» TEXTO DE LEITURA
Dos 20 processos disciplinares iniciados desde 2011, 75% (15) foram arquivados, 10% (02) resultaram em cassação (Deputados André Vargas e Natan Donadon) e ainda 15% (03) esperam pelo julgamento, sendo que destes últimos, em um deles foi recomendada a cassação pelo conselho (Deputado Luiz Argôlo, acusado de envolvimento com o doleiro Alberto Yousseff no âmbito da Operação Lava Jato) ainda não procedida pelo plenário e um outro caso (Deputado Roberto Freire) em que se reiniciou a tramitação em razão de solicitação de documentação pelo então Presidente da Câmara, Eduardo Cunha.
A recomendação de cassação pelo Conselho, não implica em uma cassação certa, haja vista ser necessária a apreciação pelo plenário. Desde o início desses procedimentos, de 2001 a 2016, quando o Conselho passa a existir, ocorreram 20 recomendações, sendo que destas apenas 6 resultaram em cassações.
Das 20 recomendações que apreciou o Conselho de Ética, 6 resultaram em cassações, entre elas estão presente o ex-deputado André Luíz, que em 2004 foi acusado de extorquir Carlinhos Cachoeira. Na votação pela cassação 301 posicionaram-se a favor e 104 contra a cassação, ocorreram ainda 36 abstenções. No ano de 2005 o ex-deputado Pedro Corrêa, obteve 261 votos favoráveis de sua cassação e 166 contrários, ocorreram 24 abstenções. Corrêa era acusado por envolvimento no mensalão.
No mesmo ano de 2005, o ex-deputado José Dirceu foi cassado por 293 votos contra 192, tendo ocorrido 9 abstenções. Dirceu foi acusado de envolvimento no mensalão. Ainda em 2005 o Conselho de Ética cassou o ex-deputado, Roberto Jefferson com 313 votos favoráveis contra 156 e, 18 abstenções.
A partir de 2013 as votações no Conselho de Ética passaram a acontecer de forma aberta, por meio de aprovação de emenda constitucional que extinguiu para essas questões o voto secreto, o que impactou no numero de cassações.
Mais recentemente, em 2014, através de voto aberto o Conselho de Ética cassou o Deputado André Vargas, acusado de envolvimento com o doleiro Alberto Youssef. Seu julgamento durou 20 dias, tendo 359 favoráveis à sua cassação em face de 1 voto contrário e 6 abstenções. No mesmo ano o Conselho de Ética pediu a cassação de mandato de Natan Donadon, acusado de peculato e formação de quadrilha, o processo teve duração de 14 dias, com 467 votos a favor, nenhum contrário e uma abstenção.

(Entradas do conjunto de dados)
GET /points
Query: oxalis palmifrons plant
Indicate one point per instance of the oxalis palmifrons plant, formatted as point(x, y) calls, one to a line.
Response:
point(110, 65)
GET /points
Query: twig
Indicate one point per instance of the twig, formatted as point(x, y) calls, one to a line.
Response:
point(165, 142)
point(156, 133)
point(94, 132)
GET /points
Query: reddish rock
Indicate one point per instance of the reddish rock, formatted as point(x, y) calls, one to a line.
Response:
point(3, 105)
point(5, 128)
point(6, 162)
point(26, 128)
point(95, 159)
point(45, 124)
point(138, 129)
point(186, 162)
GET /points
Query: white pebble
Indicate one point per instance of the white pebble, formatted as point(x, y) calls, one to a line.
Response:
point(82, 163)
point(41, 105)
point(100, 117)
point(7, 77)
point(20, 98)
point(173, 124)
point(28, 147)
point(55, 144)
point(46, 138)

» TAREFAS
a – Traduza para o inglês esta frase do texto sobre cassações: "Dirceu foi acusado de envolvimento no mensalão."
b – No texto sobre cassações, reescreva o trecho que começa em "Das 20 recomendações" e termina em "por envolvimento no mensalão.", trocando "ex-deputado" por "ex-parlamentar".
Os registros foram obtidos de uma fonte diferente.

» RESPOSTAS ESPERADAS
a – Dirceu was accused of involvement in the mensalão.

b –
Das 20 recomendações que apreciou o Conselho de Ética, 6 resultaram em cassações, entre elas estão presente o ex-parlamentar André Luíz, que em 2004 foi acusado de extorquir Carlinhos Cachoeira. Na votação pela cassação 301 posicionaram-se a favor e 104 contra a cassação, ocorreram ainda 36 abstenções. No ano de 2005 o ex-parlamentar Pedro Corrêa, obteve 261 votos favoráveis de sua cassação e 166 contrários, ocorreram 24 abstenções. Corrêa era acusado por envolvimento no mensalão.